WRITTEN TASK 1
Write out the passage on estimating distance exactly, from "A Convolutional Neural-Network-Based" to "1;22(15):5743. doi: 10.3390/s22155743.".

A Convolutional Neural-Network-Based Training Model to Estimate Actual Distance of Persons in Continuous Images

Sensors (Basel). 2022 Aug 1;22(15):5743. doi: 10.3390/s22155743.

Abstract

Distance and depth detection plays a crucial role in intelligent robotics. It enables drones to understand their working environment to avoid collisions and accidents immediately and is very important in various AI applications. Image-based distance detection usually relies on the correctness of geometric information. However, the geometric features will be lost when the object is rotated or the camera lens image is distorted. This study proposes a training model based on a convolutional neural network, which uses a single-lens camera to estimate humans' distance in continuous images. We can partially restore depth information loss using built-in camera parameters that do not require additional correction. The normalized skeleton feature unit vector has the same characteristics as time series data and can be classified very well using a 1D convolutional neural network. According to our results, the accuracy for the occluded leg image is over 90% at 2 to 3 m, 80% to 90% at 4 m, and 70% at 5 to 6 m.

Keywords: OpenPose; UAV application; deep learning; human skeletons; occluded human images; rotation.

MeSH terms

  • Humans
  • Neural Networks, Computer*
  • Robotics*

RECORDS FOR THE EXERCISE
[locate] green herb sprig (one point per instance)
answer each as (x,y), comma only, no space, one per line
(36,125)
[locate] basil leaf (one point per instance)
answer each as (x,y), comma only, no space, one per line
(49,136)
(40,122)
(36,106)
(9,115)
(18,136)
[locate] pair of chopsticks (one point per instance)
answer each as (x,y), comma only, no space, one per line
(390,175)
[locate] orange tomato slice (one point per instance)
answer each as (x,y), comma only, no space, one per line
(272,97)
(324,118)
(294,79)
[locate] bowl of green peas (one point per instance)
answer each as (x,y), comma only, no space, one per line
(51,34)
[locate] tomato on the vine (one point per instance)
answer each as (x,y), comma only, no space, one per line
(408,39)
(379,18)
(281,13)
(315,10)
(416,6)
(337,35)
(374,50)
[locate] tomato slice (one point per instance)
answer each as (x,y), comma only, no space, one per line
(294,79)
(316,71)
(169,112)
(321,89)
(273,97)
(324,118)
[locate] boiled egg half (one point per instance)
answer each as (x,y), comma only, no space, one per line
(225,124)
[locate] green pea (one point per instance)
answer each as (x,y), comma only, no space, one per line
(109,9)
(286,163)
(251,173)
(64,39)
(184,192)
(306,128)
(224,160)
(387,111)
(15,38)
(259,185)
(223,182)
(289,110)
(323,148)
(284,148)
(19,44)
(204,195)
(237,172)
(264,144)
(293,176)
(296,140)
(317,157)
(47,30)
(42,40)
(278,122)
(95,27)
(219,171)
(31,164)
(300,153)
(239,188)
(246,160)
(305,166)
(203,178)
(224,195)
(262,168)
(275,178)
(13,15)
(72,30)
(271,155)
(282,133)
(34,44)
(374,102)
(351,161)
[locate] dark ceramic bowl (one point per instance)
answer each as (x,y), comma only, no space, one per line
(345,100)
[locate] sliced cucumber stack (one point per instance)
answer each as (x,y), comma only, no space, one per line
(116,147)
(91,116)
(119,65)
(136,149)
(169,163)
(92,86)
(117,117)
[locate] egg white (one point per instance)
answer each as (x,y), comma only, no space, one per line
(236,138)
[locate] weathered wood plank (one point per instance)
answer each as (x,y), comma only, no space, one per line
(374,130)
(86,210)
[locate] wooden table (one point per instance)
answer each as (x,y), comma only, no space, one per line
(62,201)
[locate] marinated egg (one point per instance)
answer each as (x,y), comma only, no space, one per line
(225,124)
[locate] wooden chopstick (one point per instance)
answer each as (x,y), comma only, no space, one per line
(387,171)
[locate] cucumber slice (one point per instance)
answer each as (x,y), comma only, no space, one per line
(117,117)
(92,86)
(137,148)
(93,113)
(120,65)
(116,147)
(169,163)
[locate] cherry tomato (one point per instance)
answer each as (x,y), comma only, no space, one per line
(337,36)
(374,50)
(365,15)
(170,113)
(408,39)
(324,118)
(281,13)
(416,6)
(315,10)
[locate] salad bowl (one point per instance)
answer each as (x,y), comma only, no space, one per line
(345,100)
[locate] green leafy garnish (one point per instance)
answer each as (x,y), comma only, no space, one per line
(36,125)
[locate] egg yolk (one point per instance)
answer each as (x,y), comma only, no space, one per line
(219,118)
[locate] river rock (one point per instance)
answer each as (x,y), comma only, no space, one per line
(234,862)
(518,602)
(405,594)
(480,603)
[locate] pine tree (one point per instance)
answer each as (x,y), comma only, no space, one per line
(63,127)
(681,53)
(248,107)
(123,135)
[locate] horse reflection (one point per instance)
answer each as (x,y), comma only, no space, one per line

WRITTEN TASK 2
Filter the records above and copy out every line that contains the string "cucumber".

TASK ANSWER 1
A Convolutional Neural-Network-Based Training Model to Estimate Actual Distance of Persons in Continuous Images

Sensors (Basel). 2022 Aug 1;22(15):5743. doi: 10.3390/s22155743.

TASK ANSWER 2
[locate] sliced cucumber stack (one point per instance)
[locate] cucumber slice (one point per instance)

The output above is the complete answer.